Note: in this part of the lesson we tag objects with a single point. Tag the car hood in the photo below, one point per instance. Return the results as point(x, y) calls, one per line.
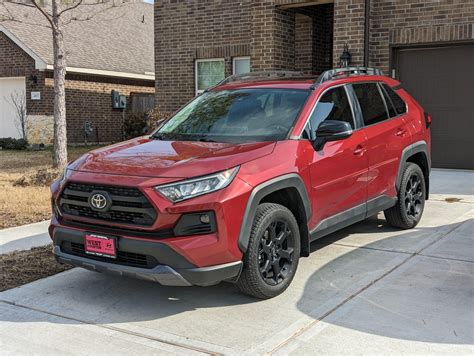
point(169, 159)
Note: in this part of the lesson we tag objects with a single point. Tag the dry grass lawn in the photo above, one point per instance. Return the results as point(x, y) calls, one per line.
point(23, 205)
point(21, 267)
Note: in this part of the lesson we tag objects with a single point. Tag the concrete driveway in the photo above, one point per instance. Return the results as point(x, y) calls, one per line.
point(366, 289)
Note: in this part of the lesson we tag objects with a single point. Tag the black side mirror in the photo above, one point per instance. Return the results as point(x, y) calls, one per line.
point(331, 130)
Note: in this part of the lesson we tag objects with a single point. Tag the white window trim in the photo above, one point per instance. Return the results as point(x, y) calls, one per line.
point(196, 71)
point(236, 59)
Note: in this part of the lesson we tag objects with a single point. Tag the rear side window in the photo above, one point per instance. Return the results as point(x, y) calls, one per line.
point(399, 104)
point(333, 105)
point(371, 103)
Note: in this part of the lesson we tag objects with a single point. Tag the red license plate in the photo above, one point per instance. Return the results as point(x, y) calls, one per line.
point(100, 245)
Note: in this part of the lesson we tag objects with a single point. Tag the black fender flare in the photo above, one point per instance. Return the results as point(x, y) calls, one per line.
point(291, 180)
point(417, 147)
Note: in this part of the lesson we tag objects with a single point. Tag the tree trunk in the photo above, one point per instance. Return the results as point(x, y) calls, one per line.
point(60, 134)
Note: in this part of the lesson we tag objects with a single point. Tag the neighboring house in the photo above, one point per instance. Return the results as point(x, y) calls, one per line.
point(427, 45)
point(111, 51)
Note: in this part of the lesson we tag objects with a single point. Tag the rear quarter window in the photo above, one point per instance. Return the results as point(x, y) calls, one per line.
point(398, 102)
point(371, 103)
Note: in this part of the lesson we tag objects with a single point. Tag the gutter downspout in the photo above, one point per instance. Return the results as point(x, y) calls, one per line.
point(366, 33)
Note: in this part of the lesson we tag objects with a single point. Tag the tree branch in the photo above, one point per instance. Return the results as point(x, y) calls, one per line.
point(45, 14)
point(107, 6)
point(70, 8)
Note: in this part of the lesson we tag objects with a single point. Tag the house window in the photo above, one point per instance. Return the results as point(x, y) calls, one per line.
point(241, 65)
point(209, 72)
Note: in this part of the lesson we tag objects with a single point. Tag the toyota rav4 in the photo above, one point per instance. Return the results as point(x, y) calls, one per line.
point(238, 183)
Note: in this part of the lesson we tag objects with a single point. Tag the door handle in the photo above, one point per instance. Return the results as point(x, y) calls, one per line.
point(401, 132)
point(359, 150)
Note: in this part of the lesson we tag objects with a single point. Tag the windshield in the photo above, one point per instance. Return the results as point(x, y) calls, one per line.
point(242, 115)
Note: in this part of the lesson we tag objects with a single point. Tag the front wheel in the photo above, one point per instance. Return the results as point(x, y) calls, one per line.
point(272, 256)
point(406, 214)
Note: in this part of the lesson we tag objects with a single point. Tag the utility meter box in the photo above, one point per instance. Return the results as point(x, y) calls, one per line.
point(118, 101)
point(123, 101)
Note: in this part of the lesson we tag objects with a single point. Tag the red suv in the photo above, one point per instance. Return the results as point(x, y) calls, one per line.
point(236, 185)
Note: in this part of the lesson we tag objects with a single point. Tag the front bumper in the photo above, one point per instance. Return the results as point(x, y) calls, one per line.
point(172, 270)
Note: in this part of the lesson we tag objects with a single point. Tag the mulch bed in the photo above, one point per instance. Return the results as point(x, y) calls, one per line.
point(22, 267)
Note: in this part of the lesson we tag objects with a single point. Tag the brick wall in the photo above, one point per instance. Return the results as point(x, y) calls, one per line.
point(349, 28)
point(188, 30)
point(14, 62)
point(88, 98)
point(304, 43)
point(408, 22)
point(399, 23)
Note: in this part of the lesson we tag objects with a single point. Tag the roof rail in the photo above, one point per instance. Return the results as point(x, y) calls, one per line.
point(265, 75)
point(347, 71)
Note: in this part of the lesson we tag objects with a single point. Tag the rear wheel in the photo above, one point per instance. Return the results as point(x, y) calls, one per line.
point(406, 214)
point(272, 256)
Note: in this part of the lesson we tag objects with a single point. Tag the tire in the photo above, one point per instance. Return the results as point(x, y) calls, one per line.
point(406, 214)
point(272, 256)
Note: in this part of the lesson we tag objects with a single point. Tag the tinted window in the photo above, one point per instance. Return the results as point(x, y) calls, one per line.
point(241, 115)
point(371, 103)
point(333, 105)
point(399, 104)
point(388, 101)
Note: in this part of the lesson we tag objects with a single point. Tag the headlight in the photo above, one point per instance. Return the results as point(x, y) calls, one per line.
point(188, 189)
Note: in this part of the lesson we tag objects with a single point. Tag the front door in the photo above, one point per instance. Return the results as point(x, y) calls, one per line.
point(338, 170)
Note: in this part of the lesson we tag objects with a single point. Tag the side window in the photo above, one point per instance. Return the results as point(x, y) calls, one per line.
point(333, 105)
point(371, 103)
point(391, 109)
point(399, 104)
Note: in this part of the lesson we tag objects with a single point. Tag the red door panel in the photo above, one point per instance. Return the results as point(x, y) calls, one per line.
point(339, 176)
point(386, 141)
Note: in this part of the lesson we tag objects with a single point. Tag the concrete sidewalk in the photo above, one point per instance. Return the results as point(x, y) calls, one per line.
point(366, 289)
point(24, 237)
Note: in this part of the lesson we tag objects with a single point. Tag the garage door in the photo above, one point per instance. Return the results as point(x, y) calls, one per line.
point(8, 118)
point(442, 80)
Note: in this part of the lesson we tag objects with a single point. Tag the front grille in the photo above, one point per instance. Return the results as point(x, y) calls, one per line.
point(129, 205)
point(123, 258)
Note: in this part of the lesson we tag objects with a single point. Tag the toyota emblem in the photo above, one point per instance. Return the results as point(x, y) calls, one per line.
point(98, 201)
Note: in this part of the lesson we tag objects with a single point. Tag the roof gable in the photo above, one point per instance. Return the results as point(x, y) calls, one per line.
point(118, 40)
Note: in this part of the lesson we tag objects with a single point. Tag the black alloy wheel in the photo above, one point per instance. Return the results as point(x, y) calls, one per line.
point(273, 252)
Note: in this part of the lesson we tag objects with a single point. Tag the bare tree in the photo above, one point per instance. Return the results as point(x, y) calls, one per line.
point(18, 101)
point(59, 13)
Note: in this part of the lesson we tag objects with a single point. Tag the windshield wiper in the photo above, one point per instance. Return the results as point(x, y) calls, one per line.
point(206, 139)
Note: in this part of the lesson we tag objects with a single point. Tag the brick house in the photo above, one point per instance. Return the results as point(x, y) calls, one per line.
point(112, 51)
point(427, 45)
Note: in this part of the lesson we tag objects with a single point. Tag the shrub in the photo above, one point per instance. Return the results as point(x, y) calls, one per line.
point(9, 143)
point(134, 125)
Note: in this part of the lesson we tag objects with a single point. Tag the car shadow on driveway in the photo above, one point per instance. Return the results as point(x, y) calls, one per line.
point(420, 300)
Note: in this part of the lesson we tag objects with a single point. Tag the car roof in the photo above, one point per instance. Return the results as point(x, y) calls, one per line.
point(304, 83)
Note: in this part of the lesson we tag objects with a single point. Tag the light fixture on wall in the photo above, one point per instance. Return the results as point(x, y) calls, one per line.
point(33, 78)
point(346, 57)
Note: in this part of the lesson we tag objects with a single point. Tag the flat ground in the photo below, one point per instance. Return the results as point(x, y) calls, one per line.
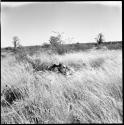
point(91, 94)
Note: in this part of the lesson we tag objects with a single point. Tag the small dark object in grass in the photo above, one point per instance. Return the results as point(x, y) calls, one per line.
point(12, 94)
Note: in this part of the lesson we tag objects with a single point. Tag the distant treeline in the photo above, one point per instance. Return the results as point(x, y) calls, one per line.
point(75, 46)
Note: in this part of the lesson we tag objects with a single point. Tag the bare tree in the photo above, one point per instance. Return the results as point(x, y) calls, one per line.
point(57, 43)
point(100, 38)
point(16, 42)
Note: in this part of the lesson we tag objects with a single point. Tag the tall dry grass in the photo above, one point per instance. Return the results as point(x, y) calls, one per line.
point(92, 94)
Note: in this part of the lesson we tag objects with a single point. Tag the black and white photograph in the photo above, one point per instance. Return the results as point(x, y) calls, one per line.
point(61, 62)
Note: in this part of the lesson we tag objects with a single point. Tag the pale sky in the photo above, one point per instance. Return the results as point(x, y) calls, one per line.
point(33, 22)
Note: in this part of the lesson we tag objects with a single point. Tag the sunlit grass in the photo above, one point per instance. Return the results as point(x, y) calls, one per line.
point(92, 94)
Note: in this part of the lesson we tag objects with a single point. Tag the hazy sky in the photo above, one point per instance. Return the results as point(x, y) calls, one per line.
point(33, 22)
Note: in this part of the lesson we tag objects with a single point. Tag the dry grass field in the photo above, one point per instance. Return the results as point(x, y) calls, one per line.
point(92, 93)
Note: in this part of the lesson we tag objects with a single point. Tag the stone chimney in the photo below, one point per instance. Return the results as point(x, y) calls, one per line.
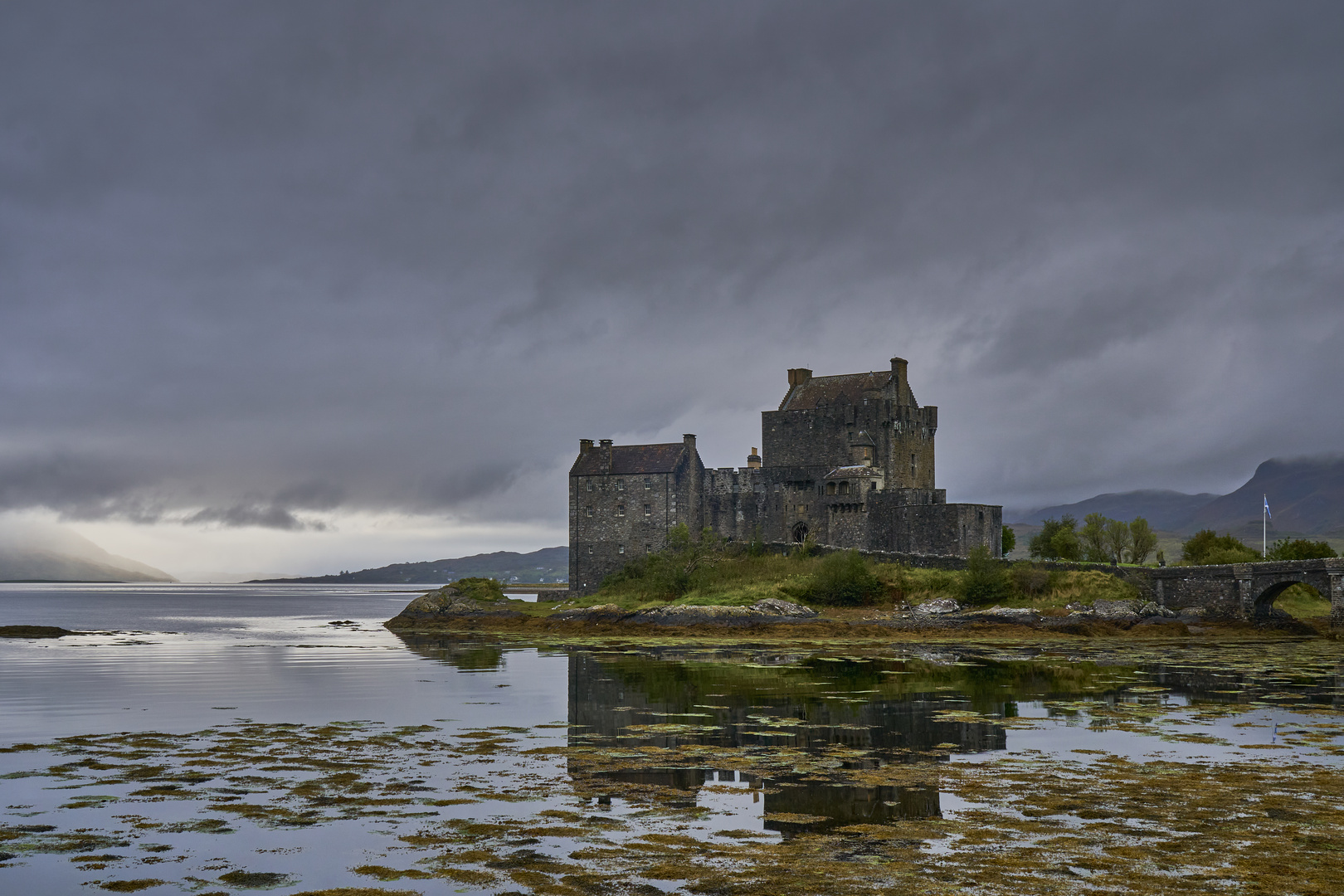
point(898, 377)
== == ==
● What is needed:
Reproduce everything from the line containing "Tag the hazy" down to the end of the records, requests included, adjusting every x and y coordinate in the answers by -61. Leave the pictures out.

● Answer to this task:
Note: in this part of the lesson we tag objects with a single point. Tag the hazy sky in the photo above, one point per instance. Return the results as point(x, y) calls, one per line.
point(-28, -39)
Note: in this part of the lesson we tag objects with a single point. Tag the dry grass field in the photo above, one point per instance. Return the results as point(x, y) calls, one per line.
point(31, 32)
Note: in this part of the lesson we tag objects with a single point. Tag the stone chimney in the photo below, one point per instance. Return the results as point(x, y) calls, one per line.
point(837, 316)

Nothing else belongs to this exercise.